# PROBLEM DETAILS
Return all the data below as it stands, minus the pictures.

# LISTED ENTRIES
____________________

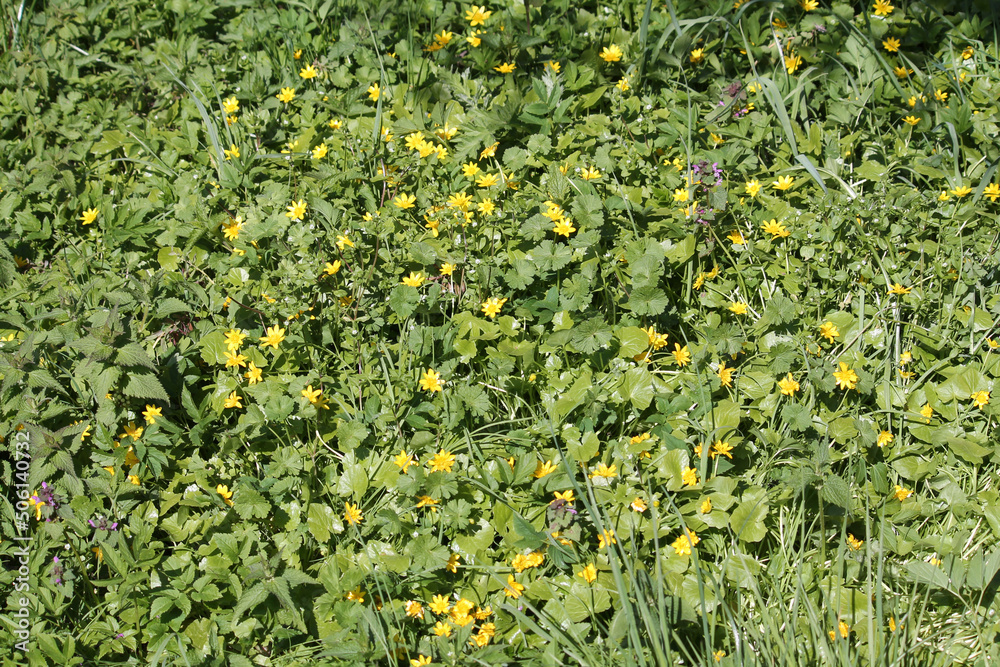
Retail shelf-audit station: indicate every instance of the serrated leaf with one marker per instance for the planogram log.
(248, 503)
(648, 301)
(132, 354)
(145, 385)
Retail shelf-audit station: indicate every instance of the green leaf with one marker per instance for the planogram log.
(248, 503)
(631, 341)
(648, 301)
(145, 385)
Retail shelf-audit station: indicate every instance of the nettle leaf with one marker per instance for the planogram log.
(145, 385)
(132, 354)
(403, 300)
(648, 301)
(549, 256)
(591, 335)
(249, 503)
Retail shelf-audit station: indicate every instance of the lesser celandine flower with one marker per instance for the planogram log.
(846, 377)
(88, 216)
(981, 399)
(683, 544)
(882, 8)
(611, 54)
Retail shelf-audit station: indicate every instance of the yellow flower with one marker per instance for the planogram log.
(611, 54)
(829, 331)
(452, 564)
(227, 495)
(234, 339)
(312, 395)
(233, 401)
(253, 374)
(477, 15)
(981, 399)
(783, 183)
(512, 589)
(788, 386)
(151, 413)
(88, 216)
(431, 381)
(882, 8)
(132, 431)
(726, 376)
(352, 514)
(491, 307)
(274, 336)
(414, 609)
(588, 574)
(792, 62)
(415, 279)
(564, 227)
(442, 461)
(605, 471)
(775, 229)
(489, 151)
(487, 180)
(846, 377)
(682, 356)
(297, 210)
(722, 449)
(565, 496)
(543, 469)
(683, 544)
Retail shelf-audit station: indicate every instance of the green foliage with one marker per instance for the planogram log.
(344, 333)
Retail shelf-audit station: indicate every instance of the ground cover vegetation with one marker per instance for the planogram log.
(422, 332)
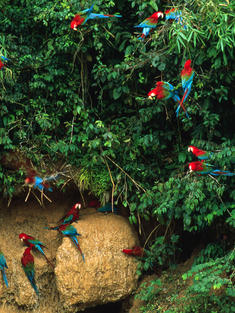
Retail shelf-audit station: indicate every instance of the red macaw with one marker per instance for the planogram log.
(27, 262)
(164, 91)
(149, 23)
(202, 168)
(34, 243)
(174, 14)
(81, 17)
(136, 251)
(200, 154)
(187, 75)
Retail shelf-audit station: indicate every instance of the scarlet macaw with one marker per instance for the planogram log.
(136, 251)
(27, 262)
(174, 14)
(202, 168)
(34, 243)
(81, 17)
(149, 24)
(187, 75)
(3, 265)
(164, 91)
(200, 154)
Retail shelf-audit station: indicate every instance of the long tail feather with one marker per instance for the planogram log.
(77, 245)
(4, 277)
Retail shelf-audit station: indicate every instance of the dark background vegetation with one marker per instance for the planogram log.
(81, 98)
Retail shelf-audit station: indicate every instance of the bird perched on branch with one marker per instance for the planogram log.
(201, 168)
(82, 17)
(200, 154)
(149, 24)
(187, 75)
(3, 265)
(27, 262)
(34, 243)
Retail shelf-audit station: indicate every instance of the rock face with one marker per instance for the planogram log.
(107, 275)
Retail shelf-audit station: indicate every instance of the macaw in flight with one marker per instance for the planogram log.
(174, 14)
(136, 251)
(107, 208)
(200, 154)
(71, 232)
(149, 24)
(81, 17)
(164, 91)
(187, 75)
(201, 168)
(34, 243)
(27, 262)
(3, 265)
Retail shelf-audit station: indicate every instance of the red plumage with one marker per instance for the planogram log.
(197, 152)
(77, 20)
(196, 166)
(187, 70)
(136, 251)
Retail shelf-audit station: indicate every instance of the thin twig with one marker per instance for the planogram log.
(151, 234)
(134, 182)
(111, 177)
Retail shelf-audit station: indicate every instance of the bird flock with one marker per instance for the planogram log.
(162, 91)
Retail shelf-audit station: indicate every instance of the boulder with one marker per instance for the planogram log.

____________________

# OUTPUT FOR THIS TASK
Retail shelf-audit station: indicate every instance of the serrated leaf with one marker per instance for the planogram log.
(248, 503)
(648, 301)
(132, 354)
(145, 385)
Retail shelf-audit station: indicate every instance of the green leaf with one marker per instance for the planogram log.
(248, 503)
(631, 341)
(648, 301)
(145, 385)
Retail shelf-audit station: indicate every instance of the nettle leaf with one marker per instance for the planogram log.
(145, 385)
(132, 354)
(403, 300)
(648, 301)
(549, 256)
(591, 335)
(249, 503)
Retail shelf-audit station: indicate every instance of the lesser celandine flower with one marker per instance for the planogram log.
(846, 377)
(88, 216)
(981, 399)
(683, 544)
(882, 8)
(611, 54)
Retail shelf-audit station: indicate every instance of the yellow flower with one marker per instance for the planogram log.
(611, 54)
(829, 331)
(452, 564)
(227, 495)
(234, 339)
(312, 395)
(233, 401)
(253, 374)
(477, 15)
(981, 399)
(783, 183)
(512, 589)
(788, 386)
(151, 413)
(88, 216)
(431, 381)
(882, 8)
(132, 431)
(726, 376)
(352, 514)
(491, 307)
(274, 336)
(414, 609)
(588, 574)
(792, 62)
(415, 279)
(564, 227)
(442, 461)
(605, 471)
(775, 229)
(489, 151)
(487, 180)
(846, 377)
(682, 356)
(297, 210)
(722, 449)
(565, 496)
(543, 469)
(683, 544)
Retail shelf-audit station: indicate every instance of the green foliage with one marker per instance for the planogram log.
(344, 333)
Retail shelf-audit station: indicate every instance of the ground cover vegetation with one marker per instance for the planogram log.
(422, 332)
Retail shelf-audit station: indicate every instance of the red macaw with one marker per instance for the planogram log.
(27, 262)
(164, 91)
(149, 23)
(202, 168)
(34, 243)
(174, 14)
(81, 17)
(136, 251)
(200, 154)
(187, 75)
Retail shelf-audit station: indicate every instance of the scarlet macaw with one marker per instance for the planogram log.
(136, 251)
(27, 262)
(174, 14)
(202, 168)
(34, 243)
(81, 17)
(149, 24)
(187, 75)
(3, 265)
(164, 91)
(200, 154)
Retail shelf-audit station: indicate every instance of the long tail feather with one marker per instance for the planogram log.
(77, 245)
(4, 277)
Retail shelf-audit station: indicate every instance of the dark background vegetation with one marker per instance for the planogram log.
(81, 98)
Retail shelf-audit station: indicate every instance of the bird perched on branch with one marker per instance for the planogram log.
(201, 168)
(82, 17)
(200, 154)
(149, 24)
(187, 75)
(3, 265)
(27, 262)
(34, 243)
Retail shelf-audit station: indicate every instance of the rock face with one marker per instance for the planogram log.
(107, 275)
Retail shelf-audit station: indicate every instance of the macaw in flight with one marker per instance for the planogram log.
(174, 14)
(136, 251)
(107, 208)
(200, 154)
(71, 232)
(149, 24)
(81, 17)
(164, 91)
(187, 75)
(201, 168)
(34, 243)
(27, 262)
(3, 265)
Retail shelf-audit station: indicate every instance of the red plumage with one marker per instance for the planogram log.
(197, 152)
(77, 20)
(196, 166)
(187, 70)
(136, 251)
Retail shelf-audit station: indicate every instance of the thin twig with one marker per instance for the planogram log.
(151, 234)
(134, 182)
(111, 177)
Retail shelf-audit station: indicate every instance of the bird flock with one marker per instance for the planogram log.
(162, 91)
Retail shelf-audit station: indicate every instance of the boulder with one marker per instance for the planogram log.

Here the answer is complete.